> Texto para revisar

Cuando decidí hacer
este blog pensaba que el encierro duraría poco, me dije no va a ser grave, lo
puedo hacer –el blog, y a eso de mantener la dignidad durante el encierro. Tendría
algo a lo que dedicarme, siempre escribo, la tarea de corregir un poco esos escritos
me vendría bien como ejercicio. Con el blog le sumaba a mi lista de actividades
diarias una que me resultaba familiar, en lugar de ponerme a grabar videos, o
seguir cursos de ikebana online para pasar las horas.
Que podía ser, además
de un diario público, una suerte de diario de campaña de los días anteriores a
la explosión del planeta en mil pedazos –porque, ¿quién no quiere ser testigo
de eso? Y resulta que nadie. Se la pasa como el culo todo el día, tratando de
evadir la realidad (en lugar de
atestiguarla a través de una pantalla), porque la realidad muestra cadáveres en
las calles de las ciudades, hospitales repletos de futuros muertos. En la
realidad tengo un miedo espantoso de morirme de alguna cosa gástrica que nunca
sufro pero que seguro sufriré y nadie atenderá, o de un paro cardíaco en mi
casa. La realidad está compuesta, en estos días, por todos los miedos: el
sufrimiento o la muerte de las personas amadas, la soledad de esa muerte, más
sola que cuando uno puede visitar al enfermo en hospitales, el miedo a la
propia muerte, y encima todo por culpa de una gripe salida de una película
apocalíptica clase B.
Que se me ocurrirían
ideas, porque estando todo el día al pedo a una se le ocurren ideas todo el
tiempo –generalmente son pedorras, pero igual son ideas. Que tendría el tiempo
para pensarlas, darlas vueltas por todos los costados, elaborarlas y quizás,
tal vez, no eran tan malas después de todo. También tendría ese lujo del tiempo
para escribirlas.
Pero resulta que hasta
las ideas sobre ponerle cebolla a una salsa se escapan en estos días.

> Datos para analizar
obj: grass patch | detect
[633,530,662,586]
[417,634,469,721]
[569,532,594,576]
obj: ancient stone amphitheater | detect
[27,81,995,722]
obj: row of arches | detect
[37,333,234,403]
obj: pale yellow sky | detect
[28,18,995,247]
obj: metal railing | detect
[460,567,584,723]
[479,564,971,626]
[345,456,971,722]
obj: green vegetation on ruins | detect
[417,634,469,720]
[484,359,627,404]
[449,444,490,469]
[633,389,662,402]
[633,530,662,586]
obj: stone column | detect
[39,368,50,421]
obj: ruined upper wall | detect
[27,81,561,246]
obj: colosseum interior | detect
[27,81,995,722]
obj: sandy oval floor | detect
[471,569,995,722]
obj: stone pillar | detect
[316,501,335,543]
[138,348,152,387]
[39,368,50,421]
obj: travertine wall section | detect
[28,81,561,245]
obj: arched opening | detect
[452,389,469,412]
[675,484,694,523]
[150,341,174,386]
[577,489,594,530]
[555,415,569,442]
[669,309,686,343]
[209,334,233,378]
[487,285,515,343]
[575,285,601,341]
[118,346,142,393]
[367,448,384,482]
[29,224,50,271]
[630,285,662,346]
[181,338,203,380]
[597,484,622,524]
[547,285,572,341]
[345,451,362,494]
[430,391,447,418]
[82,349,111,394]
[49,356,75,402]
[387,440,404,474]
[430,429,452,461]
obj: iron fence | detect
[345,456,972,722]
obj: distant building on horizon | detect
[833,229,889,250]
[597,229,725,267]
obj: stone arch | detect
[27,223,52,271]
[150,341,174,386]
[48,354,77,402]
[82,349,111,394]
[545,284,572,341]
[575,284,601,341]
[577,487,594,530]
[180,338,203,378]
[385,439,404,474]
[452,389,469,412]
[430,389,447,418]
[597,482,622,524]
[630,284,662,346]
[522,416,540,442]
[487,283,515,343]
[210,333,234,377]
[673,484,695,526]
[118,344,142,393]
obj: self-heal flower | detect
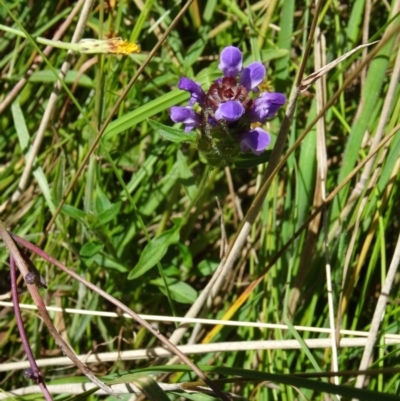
[215,100,245,122]
[239,127,271,155]
[170,106,202,132]
[170,46,286,166]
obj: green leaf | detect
[132,376,170,401]
[151,278,197,304]
[93,202,121,228]
[104,71,221,140]
[234,150,271,168]
[148,120,196,143]
[128,226,180,280]
[61,204,87,225]
[79,242,103,258]
[51,152,66,204]
[29,70,94,88]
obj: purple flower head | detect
[170,46,286,166]
[218,46,242,78]
[250,92,286,123]
[215,100,245,123]
[178,77,206,106]
[170,106,201,132]
[239,127,271,155]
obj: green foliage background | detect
[0,0,400,400]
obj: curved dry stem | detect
[10,256,53,401]
[0,220,116,396]
[11,234,229,401]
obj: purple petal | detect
[178,77,206,106]
[170,106,201,132]
[218,46,242,78]
[240,127,271,155]
[215,100,245,123]
[250,92,286,123]
[240,62,266,92]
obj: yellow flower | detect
[78,38,140,56]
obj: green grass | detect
[0,0,400,401]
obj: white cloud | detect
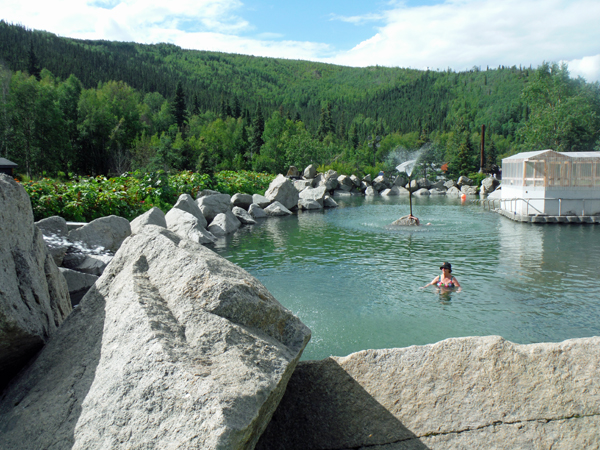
[0,0,600,81]
[329,0,600,81]
[565,54,600,81]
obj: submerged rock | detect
[0,226,310,449]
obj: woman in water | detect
[421,262,460,290]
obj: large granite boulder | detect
[300,186,327,206]
[252,194,273,209]
[319,170,339,191]
[256,336,600,450]
[294,180,312,192]
[173,194,208,228]
[208,210,242,237]
[298,198,323,210]
[265,174,300,209]
[0,226,310,450]
[0,174,71,388]
[231,193,253,211]
[264,201,297,217]
[338,175,355,192]
[35,216,71,266]
[69,216,131,253]
[165,206,217,244]
[231,206,256,225]
[304,164,317,179]
[196,193,231,223]
[365,186,379,197]
[130,206,167,234]
[248,203,268,219]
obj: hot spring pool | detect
[214,197,600,360]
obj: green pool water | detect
[214,197,600,360]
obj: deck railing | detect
[480,197,600,216]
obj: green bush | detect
[22,171,275,222]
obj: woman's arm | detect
[421,275,440,289]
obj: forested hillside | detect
[0,21,600,179]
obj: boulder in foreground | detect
[0,174,71,388]
[0,225,310,449]
[256,336,600,450]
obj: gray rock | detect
[413,188,431,195]
[248,203,267,219]
[460,184,479,195]
[59,267,99,306]
[69,216,131,253]
[208,210,242,237]
[264,201,292,216]
[298,198,323,210]
[456,176,473,188]
[304,164,317,179]
[323,195,338,208]
[300,186,327,206]
[173,194,208,228]
[429,188,446,195]
[294,180,312,192]
[35,216,69,238]
[481,177,500,194]
[380,186,400,197]
[444,180,456,189]
[429,180,447,191]
[333,189,352,197]
[165,208,217,244]
[365,186,379,197]
[265,174,300,209]
[337,175,355,192]
[0,174,71,388]
[130,206,167,234]
[0,226,310,450]
[417,178,431,189]
[394,175,408,187]
[231,194,253,211]
[446,186,462,197]
[63,252,113,277]
[252,194,272,208]
[196,193,231,223]
[256,336,600,450]
[231,206,256,225]
[35,216,71,266]
[196,189,223,200]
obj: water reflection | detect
[216,198,600,359]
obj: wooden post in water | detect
[479,125,485,173]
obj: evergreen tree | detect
[27,40,42,81]
[250,104,265,159]
[173,81,188,129]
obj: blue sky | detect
[0,0,600,81]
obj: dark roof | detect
[0,158,18,168]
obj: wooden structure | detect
[501,150,600,216]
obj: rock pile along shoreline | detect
[0,170,600,450]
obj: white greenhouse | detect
[501,150,600,216]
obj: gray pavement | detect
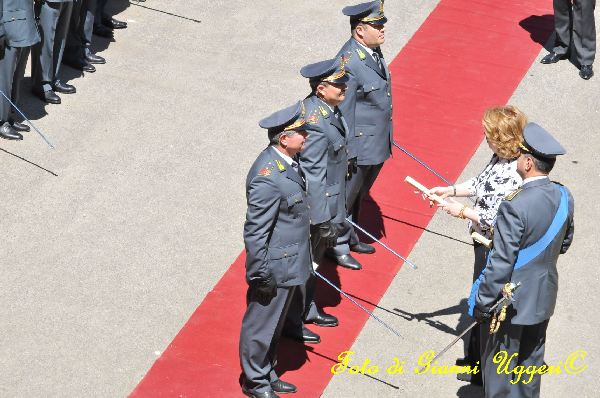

> Detalles del problema
Prosigue el texto sobre el blog del encierro a partir de su última oración. El listado no guarda ninguna relación con el texto sobre el blog del encierro.

> Respuesta del ejercicio
Agradezco que el blog
exista. Agradezco tener una excusa para mover mi culo desde el sillón de abajo
a la silla giratoria de mi escritorio en la planta de arriba. Sobre todo,
agradezco que al menos una de las tareas del día esté definida, en lugar de,
como me sucede a veces, pasarme una hora yendo de un lado al otro de mi casa,
evaluando si leer al sol, o limpiar la casa, o ponerme a tejer –porque en esos
momentos me pregunto por la productividad. Si soy productiva, la culpa se
diluye. Me siento menos contingente. Hago “algo”. Y entonces leer nunca gana. Y
cuando lo hace, debo hacer, contrariamente a lo que me suele suceder, un
esfuerzo enorme por seguir sentada y quieta –al sol, en el sillón, en la
mecedora.
Pero hay días en que
ser el anillo de Sauron ya no es atractivo: demasiados días escribiendo
demasiadas banalidades para justificar la existencia del blog.
Y encima no estoy
disfrutando de la lectura al sol porque le dedico toda mi atención (escasa
últimamente), a un blog que de todas maneras no tiene atractivo. Le echo la
culpa al blog, entonces, porque es más fácil eso que pensar que no puedo, que
no estoy preparada, que en el fondo me están ganando el encierro y la locura.
Entonces un día me dije
vamos a ver qué pasa si me tomo unas mini vacaciones. Escribí dos entradas una
tarde, y al día siguiente no tenía esa obligación. Podía dedicarme a corregir
un cuento, o a escribir uno nuevo. Podía simplemente leer, como si estuviese de
vacaciones. Podía pasarme el tiempo sin hacer absolutamente nada productivo.
Fue un día horrible. Me
pregunté, entonces, si era solamente un tema del encierro o de mi vida en
general, lo de no poder quedarme quieta y en paz. Y admito que en general me
cuesta quedarme quieta, pero normalmente amo quedarme quieta con un libro sobre
la falda.
Como todo en estos
tiempos, no he encontrado una definición.
Ni dónde está la
verdad, ni quiénes son los malos y quiénes los buenos.
Sobre todo, no sé cómo
armar una vida cotidiana como la de antes. Es decir, una vida en la que venzo
al fantasma de la incertidumbre en todos los asaltos.